(PROBLEM)
From the listing below, copy out every line that contains the word "tool".

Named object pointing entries
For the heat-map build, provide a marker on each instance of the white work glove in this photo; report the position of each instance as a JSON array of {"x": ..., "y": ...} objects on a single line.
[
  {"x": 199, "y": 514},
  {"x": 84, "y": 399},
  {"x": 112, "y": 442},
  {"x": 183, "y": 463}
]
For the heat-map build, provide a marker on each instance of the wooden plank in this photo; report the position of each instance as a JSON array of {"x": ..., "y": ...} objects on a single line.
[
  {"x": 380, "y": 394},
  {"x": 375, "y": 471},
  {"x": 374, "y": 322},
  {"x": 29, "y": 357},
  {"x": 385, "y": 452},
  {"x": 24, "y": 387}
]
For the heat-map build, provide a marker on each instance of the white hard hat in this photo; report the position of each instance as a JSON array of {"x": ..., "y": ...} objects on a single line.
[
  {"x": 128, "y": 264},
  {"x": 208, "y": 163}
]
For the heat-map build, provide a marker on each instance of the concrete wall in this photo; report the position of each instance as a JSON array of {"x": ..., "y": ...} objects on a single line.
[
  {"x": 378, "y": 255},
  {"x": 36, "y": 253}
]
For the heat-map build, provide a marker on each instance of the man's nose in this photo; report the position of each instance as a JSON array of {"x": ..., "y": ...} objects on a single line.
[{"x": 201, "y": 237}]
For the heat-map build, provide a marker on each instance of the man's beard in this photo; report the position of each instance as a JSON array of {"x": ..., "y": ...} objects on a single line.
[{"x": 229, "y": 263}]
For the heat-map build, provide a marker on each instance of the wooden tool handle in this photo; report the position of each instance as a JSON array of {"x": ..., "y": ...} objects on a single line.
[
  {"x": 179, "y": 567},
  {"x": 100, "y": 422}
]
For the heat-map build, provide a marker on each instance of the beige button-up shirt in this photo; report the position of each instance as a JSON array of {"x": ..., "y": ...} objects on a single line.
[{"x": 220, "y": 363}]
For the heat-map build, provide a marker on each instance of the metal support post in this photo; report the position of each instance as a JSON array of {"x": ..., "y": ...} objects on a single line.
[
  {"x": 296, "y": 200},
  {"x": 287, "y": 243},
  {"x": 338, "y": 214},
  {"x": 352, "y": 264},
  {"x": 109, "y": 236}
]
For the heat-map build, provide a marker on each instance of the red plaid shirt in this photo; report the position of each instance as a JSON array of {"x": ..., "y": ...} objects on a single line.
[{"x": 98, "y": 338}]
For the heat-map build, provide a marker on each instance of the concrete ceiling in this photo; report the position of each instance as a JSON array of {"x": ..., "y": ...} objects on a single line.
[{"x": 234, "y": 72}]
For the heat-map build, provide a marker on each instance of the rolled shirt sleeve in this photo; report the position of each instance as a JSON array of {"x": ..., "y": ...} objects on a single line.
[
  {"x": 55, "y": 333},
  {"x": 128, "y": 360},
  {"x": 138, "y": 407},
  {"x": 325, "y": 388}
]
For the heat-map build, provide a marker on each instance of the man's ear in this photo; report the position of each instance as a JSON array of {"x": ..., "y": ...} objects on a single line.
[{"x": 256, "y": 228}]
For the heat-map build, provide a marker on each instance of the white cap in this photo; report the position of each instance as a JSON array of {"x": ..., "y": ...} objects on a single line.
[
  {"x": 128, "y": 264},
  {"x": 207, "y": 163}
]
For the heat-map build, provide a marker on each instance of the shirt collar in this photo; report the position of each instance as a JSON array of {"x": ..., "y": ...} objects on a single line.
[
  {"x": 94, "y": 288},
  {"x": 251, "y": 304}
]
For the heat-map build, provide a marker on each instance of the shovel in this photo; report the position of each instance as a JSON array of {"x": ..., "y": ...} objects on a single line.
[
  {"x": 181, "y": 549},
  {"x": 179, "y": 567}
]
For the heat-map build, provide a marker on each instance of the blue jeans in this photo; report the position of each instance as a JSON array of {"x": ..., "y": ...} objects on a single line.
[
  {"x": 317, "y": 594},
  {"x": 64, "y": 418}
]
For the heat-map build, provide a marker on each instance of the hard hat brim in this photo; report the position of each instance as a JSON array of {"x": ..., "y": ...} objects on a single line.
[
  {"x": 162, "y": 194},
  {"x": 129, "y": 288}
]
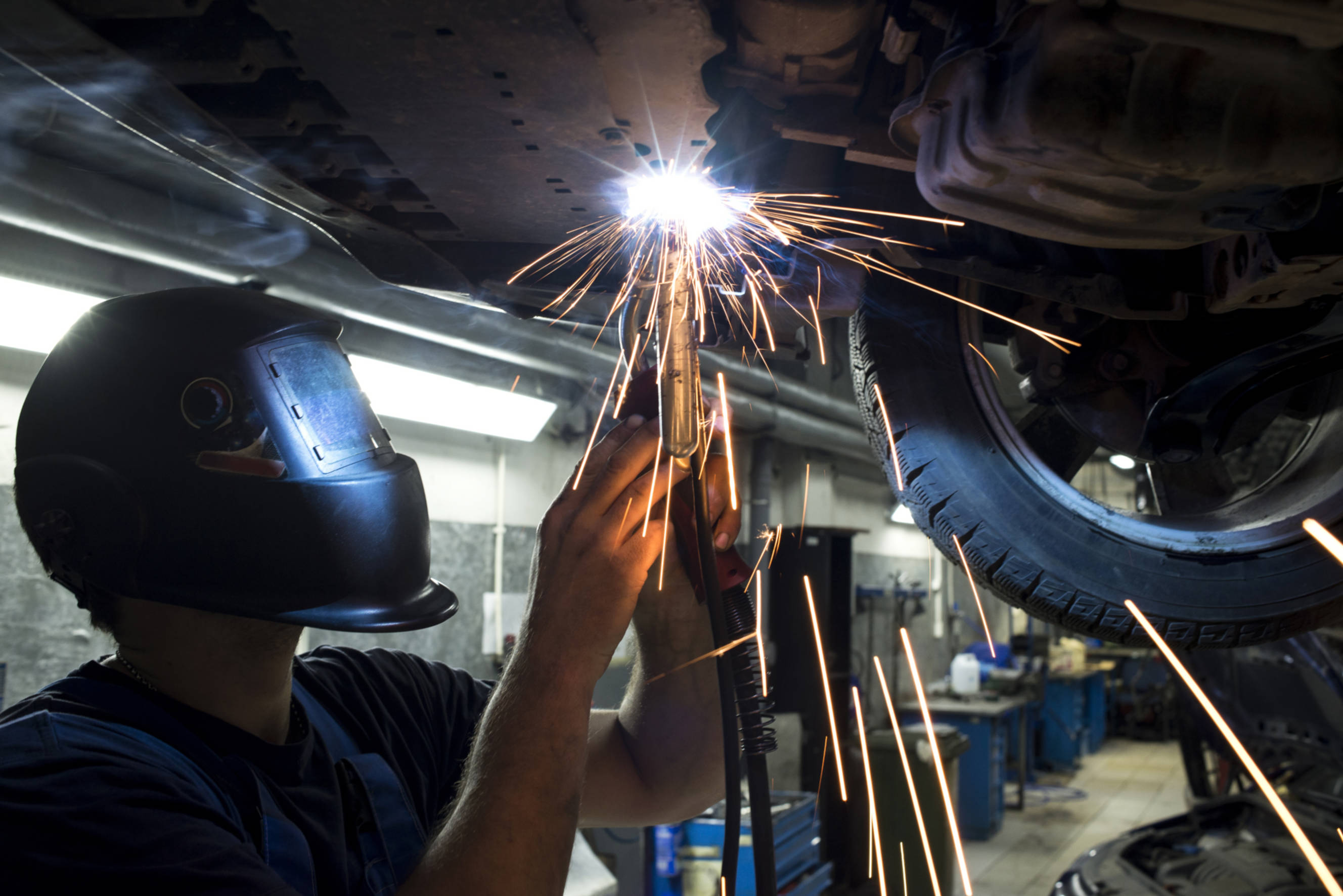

(WRITTEN ANSWER)
For the heat-map build, provide a marker on each instance of the wooden tool handle in this photo; report the position of each instance as a JSON array of {"x": ..., "y": ...} objects on a single line.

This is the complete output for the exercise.